__THE PROBLEM__. Could you rewrite the records that open with the line containing "In this exercise you will spot the long blonde" and close with the line containing "<point>364,42</point>" as a two-column CSV with the headers prompt_text and marked_points? Give one row per record, with its text and its answer each in a single quoted field and line breaks changed to spaces.

Dataset entries:

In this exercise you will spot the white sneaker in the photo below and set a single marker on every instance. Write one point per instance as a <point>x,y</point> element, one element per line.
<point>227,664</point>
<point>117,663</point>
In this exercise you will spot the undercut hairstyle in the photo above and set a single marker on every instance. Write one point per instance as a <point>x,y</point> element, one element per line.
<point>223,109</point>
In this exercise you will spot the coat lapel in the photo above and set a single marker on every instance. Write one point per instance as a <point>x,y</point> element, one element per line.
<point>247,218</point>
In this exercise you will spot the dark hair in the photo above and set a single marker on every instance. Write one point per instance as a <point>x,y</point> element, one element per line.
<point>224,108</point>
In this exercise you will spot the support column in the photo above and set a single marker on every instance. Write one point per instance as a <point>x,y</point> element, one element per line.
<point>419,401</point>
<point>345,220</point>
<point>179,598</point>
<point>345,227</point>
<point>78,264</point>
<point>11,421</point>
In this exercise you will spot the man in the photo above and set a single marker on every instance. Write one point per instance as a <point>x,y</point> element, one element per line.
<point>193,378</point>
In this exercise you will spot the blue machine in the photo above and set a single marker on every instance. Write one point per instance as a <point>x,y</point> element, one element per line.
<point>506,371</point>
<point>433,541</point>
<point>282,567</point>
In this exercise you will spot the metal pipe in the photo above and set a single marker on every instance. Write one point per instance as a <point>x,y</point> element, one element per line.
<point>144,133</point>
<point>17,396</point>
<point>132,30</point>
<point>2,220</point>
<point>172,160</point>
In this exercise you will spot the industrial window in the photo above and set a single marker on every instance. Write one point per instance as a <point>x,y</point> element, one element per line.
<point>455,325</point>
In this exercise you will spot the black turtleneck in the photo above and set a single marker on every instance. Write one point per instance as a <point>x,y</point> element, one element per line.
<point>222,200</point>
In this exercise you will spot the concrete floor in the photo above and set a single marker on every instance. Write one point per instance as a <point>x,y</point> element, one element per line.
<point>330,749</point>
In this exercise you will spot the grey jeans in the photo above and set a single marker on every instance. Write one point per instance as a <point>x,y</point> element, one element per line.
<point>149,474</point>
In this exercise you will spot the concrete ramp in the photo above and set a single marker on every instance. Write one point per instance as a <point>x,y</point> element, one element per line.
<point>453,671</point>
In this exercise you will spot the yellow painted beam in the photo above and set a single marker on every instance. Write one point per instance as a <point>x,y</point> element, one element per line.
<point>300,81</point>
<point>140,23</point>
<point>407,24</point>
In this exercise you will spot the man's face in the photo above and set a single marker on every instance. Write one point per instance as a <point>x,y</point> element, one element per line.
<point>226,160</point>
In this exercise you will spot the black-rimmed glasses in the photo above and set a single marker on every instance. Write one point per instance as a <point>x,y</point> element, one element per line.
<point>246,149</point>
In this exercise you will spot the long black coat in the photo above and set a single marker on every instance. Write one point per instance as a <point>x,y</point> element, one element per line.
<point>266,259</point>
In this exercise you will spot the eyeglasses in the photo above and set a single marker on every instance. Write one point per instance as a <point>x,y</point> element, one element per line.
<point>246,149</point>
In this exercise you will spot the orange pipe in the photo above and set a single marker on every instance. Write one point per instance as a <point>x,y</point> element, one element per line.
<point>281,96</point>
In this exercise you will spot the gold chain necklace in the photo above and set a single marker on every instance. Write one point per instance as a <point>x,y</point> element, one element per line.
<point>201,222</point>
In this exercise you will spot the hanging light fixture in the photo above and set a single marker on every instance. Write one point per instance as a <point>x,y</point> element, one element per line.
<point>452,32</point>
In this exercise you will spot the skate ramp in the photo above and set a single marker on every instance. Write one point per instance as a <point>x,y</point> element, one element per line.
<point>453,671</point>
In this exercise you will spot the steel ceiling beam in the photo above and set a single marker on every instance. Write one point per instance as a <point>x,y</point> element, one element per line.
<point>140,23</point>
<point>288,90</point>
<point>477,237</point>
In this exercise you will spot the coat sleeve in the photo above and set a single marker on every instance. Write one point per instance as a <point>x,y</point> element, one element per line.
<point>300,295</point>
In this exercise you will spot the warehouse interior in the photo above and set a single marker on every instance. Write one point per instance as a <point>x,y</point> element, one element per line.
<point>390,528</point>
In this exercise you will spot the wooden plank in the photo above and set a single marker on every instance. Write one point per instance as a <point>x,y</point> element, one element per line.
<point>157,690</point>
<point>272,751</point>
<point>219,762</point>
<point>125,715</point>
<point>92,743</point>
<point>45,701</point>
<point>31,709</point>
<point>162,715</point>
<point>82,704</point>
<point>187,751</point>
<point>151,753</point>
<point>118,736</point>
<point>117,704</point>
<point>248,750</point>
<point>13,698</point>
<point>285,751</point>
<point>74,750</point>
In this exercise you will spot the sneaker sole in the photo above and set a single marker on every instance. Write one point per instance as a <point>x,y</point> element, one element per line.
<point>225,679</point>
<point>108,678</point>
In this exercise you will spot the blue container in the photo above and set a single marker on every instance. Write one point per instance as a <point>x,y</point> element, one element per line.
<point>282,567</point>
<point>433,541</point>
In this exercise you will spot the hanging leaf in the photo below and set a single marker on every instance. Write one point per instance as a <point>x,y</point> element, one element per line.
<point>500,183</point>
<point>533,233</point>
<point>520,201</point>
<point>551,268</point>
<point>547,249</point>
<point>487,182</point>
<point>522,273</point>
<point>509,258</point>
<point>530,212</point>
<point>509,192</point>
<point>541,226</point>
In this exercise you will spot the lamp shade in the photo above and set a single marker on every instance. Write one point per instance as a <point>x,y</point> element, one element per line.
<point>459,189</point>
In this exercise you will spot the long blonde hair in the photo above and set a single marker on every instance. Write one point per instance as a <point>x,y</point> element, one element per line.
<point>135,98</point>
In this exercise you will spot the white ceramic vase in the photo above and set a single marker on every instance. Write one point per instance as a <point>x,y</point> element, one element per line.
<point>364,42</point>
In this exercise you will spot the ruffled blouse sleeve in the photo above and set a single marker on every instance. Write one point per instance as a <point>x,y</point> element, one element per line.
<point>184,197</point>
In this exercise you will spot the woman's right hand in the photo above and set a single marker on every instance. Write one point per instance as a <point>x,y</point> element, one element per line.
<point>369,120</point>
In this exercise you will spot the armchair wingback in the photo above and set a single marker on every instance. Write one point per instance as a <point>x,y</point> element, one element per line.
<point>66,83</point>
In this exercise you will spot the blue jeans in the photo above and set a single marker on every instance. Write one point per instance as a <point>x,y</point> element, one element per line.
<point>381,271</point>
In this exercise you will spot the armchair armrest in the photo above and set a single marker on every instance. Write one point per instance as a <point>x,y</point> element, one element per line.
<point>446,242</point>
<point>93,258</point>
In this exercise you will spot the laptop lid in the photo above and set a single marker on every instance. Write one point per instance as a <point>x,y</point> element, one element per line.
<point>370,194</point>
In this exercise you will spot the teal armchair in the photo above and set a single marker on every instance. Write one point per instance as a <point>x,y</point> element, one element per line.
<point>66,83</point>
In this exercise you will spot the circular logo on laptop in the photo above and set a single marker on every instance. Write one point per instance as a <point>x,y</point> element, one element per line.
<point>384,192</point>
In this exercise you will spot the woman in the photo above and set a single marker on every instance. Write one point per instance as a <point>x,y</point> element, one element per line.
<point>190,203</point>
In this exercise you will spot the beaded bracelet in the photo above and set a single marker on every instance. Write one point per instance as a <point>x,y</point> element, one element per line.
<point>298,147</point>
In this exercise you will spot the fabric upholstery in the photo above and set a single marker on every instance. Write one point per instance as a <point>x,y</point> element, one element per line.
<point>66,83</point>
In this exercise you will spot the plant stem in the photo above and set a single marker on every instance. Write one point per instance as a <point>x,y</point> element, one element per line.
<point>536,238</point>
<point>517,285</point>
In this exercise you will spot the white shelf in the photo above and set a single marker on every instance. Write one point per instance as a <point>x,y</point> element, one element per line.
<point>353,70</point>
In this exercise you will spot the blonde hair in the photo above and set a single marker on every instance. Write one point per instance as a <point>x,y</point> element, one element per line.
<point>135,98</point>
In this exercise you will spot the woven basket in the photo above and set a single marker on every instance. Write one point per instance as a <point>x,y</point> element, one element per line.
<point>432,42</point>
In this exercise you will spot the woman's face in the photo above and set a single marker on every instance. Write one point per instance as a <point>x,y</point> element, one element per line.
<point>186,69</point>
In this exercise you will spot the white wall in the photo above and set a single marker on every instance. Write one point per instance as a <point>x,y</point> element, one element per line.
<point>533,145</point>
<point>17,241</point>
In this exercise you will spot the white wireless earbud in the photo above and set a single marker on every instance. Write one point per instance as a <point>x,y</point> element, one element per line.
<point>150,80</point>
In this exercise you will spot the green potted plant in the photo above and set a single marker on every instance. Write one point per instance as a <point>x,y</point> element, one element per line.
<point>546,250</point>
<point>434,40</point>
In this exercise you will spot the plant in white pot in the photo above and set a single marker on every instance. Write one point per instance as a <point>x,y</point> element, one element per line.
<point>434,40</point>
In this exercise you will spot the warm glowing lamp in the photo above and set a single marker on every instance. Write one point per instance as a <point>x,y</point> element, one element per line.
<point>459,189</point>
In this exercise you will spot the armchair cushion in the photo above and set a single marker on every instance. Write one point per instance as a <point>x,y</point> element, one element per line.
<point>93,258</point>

__OUTPUT__.
prompt_text,marked_points
"In this exercise you will spot the long blonde hair in the photo above and set a single marker on every instance. Write one point per instance as a <point>x,y</point> element, one element per line.","<point>135,98</point>"
"In this exercise you will spot the white ceramic vase in the photo above and set a single marker on every instance. Write one point per instance as a <point>x,y</point> element, one element per line.","<point>364,42</point>"